▶ [Given data]
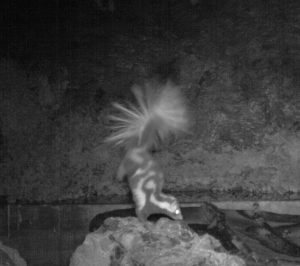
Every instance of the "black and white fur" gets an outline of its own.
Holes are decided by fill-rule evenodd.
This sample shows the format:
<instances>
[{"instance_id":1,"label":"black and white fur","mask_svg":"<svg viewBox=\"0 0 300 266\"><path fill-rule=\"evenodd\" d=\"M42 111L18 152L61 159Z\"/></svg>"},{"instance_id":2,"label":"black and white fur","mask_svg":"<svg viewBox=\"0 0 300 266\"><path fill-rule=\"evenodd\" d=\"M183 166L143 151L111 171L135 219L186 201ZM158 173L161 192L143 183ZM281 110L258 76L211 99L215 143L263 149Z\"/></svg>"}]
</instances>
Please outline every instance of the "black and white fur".
<instances>
[{"instance_id":1,"label":"black and white fur","mask_svg":"<svg viewBox=\"0 0 300 266\"><path fill-rule=\"evenodd\" d=\"M181 220L178 201L162 192L164 174L151 156L151 150L168 136L187 129L188 120L179 89L171 83L164 86L146 84L135 87L138 105L114 106L120 111L111 116L114 133L107 139L126 148L117 179L126 176L136 206L136 215L145 222L151 214L165 214Z\"/></svg>"}]
</instances>

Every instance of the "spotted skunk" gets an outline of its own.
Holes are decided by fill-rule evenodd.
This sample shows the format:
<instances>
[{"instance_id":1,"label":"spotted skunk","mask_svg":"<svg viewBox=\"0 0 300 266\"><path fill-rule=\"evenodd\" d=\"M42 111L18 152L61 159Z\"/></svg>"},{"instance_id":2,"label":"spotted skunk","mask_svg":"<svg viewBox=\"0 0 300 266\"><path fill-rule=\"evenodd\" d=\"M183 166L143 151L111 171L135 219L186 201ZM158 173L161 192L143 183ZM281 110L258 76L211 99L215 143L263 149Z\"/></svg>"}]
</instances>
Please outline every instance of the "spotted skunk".
<instances>
[{"instance_id":1,"label":"spotted skunk","mask_svg":"<svg viewBox=\"0 0 300 266\"><path fill-rule=\"evenodd\" d=\"M167 137L187 129L186 109L179 89L170 82L164 86L148 83L143 89L133 88L137 106L113 104L120 114L110 117L114 132L107 141L126 149L117 179L127 177L141 222L158 213L182 220L176 198L162 192L164 174L151 151Z\"/></svg>"}]
</instances>

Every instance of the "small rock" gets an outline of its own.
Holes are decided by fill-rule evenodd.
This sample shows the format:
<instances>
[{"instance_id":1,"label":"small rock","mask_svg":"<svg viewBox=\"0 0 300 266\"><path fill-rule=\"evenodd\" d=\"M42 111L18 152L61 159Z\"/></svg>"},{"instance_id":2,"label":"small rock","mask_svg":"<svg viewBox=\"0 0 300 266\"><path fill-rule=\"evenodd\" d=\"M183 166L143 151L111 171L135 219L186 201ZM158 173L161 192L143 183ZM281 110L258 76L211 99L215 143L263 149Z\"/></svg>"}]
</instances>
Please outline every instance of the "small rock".
<instances>
[{"instance_id":1,"label":"small rock","mask_svg":"<svg viewBox=\"0 0 300 266\"><path fill-rule=\"evenodd\" d=\"M0 242L0 266L27 266L27 263L16 249Z\"/></svg>"}]
</instances>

▶ [Task statement]
Lines containing the string "gets" in the material: report how many there are, with no added words.

▶ [Written solution]
3